#### PASSAGE SHOWN
......
Thanks for the directions and info! And yes, every little bit helps. My Spanish is still weak and it's helpful for me to plan ahead as much as I can to avoid confusion.


----------



## La Osita (Oct 31, 2010)

Isla Verde said:


> Would you like me to pop into the _casa de cambio _on Tiber and ask for details about getting a _cheque propio_? It would be no trouble at all.


Oh seriously? Thank you Isla. Yes, I would like that very much.


----------



## La Osita (Oct 31, 2010)

I've just got to say this again... This Forum warms my heart to the core. Those of you who have spent so much time here, helping me, helping others, THANK YOU. I'm really touched by your friendship.


----------



## Isla Verde (Oct 19, 2011)

itnavell said:


> Oh seriously? Thank you Isla. Yes, I would like that very much.


Unless Hurricane Carlotta floods Rio Tiber, and all the other streets in my barrio, I should be able to visit the casa de cambio tomorrow. Otherwise, I can do it on Monday.


----------



## La Osita (Oct 31, 2010)

I certainly hope not. Rain is good in moderation. After living through the big hurricanes in Florida, I will say a prayer for calm weather.

When ever you can get there is fine. Thanks.


----------



## Isla Verde (Oct 19, 2011)

itnavell said:


> I certainly hope not. Rain is good in moderation. After living through the big hurricanes in Florida, I will say a prayer for calm weather.
> 
> When ever you can get there is fine. Thanks.


We rarely feel the full force of hurricanes here, so I'm actually looking forward to the arrival of Carlotta. And streets can flood here, even when a moderate amount of rain falls, so I'm used to coping with leaping across giant puddles! I'll send you a PM when I have the information for you.


----------



## La Osita (Oct 31, 2010)

Thanks. I'll wait to hear from you then.


----------



## Detailman (Aug 27, 2011)

Isla Verde said:


> Unless Hurricane Carlotta floods Rio Tiber, and all the other streets in my barrio, I should be able to visit the casa de cambio tomorrow. Otherwise, I can do it on Monday.


This is what the Forum is all about as far as I am concerned. Bless you Isla Verde.
......
#### RECORDS
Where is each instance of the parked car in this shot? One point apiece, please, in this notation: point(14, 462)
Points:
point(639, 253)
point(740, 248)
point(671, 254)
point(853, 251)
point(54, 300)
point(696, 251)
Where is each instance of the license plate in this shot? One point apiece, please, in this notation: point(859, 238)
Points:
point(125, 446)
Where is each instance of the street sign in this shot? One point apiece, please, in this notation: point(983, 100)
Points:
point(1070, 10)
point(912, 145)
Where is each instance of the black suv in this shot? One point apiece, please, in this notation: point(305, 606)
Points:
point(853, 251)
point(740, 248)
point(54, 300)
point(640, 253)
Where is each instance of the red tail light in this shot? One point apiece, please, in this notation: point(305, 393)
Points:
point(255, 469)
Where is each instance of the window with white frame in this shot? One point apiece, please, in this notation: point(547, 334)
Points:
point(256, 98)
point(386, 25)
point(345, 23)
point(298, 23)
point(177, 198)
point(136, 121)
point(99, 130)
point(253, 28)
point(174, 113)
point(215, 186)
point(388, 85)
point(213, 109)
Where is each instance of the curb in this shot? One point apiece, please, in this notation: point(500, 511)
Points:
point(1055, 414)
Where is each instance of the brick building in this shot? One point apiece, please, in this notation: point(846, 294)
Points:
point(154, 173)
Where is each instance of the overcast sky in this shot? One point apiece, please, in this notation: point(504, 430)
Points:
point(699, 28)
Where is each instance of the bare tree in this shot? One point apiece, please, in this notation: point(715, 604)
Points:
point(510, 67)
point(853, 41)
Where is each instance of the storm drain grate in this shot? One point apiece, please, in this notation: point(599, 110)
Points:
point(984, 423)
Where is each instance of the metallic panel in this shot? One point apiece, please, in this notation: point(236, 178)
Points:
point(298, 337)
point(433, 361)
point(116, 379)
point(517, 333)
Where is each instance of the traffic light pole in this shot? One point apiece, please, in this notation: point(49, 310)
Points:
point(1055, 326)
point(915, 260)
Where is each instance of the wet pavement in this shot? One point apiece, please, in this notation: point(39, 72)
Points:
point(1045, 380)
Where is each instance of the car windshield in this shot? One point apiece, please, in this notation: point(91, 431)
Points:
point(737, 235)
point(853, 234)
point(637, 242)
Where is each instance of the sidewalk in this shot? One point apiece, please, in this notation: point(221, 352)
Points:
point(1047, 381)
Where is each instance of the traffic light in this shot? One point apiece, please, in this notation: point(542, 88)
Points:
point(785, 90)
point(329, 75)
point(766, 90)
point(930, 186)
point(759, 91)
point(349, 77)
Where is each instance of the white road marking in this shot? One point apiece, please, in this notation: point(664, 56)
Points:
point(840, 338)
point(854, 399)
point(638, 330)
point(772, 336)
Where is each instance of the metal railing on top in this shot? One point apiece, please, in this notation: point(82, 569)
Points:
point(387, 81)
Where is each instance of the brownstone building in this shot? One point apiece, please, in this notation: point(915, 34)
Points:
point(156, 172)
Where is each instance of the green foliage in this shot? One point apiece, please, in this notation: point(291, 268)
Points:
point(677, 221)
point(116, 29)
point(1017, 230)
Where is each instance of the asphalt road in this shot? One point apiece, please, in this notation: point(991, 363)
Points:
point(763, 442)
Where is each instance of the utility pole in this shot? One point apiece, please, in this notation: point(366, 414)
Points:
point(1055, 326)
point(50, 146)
......
#### PROMPT A
Decide whether each statement agrees with the forum thread about the casa de cambio: (i) Isla Verde expects to visit the casa de cambio tomorrow, or on Monday if that fails; (ii) Isla Verde says hurricanes often hit the area with full force; (iii) Isla Verde plans to pass on the information by private message. Answer yes or no for each, quoting the words of the thread that settle it.
#### PROMPT B
Write the next post in the forum thread about the casa de cambio, following on from its final post.

#### WRITTEN REPLY A
(i) Yes: "I should be able to visit the casa de cambio tomorrow. Otherwise, I can do it on Monday."
(ii) No: "We rarely feel the full force of hurricanes here"
(iii) Yes: "I'll send you a PM when I have the information for you."

#### WRITTEN REPLY B
This speaks far more than anyone could dialogue about as to what this forum is really about.


----------



## Detailman (Aug 27, 2011)

itnavell said:


> I've just got to say this again... This Forum warms my heart to the core. Those of you who have spent so much time here, helping me, helping others, THANK YOU. I'm really touched by your friendship.


+1

This illustrates how many feel about the forum, myself included. A source of information and help and willing people ready to step in with what they can offer to assist others. For those that do step in - ORCHIDS! For those that would rather ....... - ONIONS!

Fantastic example (but not the only one by any means) of the helpfulness of this Forum. 

:clap2::clap2::clap2:


----------



## conklinwh (Dec 19, 2009)

Since you are in Tequisquiapan, it is easy to get to San Miguel and the consulate is on the road from the Queretaro bypass. Is there a reason that you aren't going there as has to be a lot easier. In addition, our passports were stolen in April and when we went to apply, they took pesos.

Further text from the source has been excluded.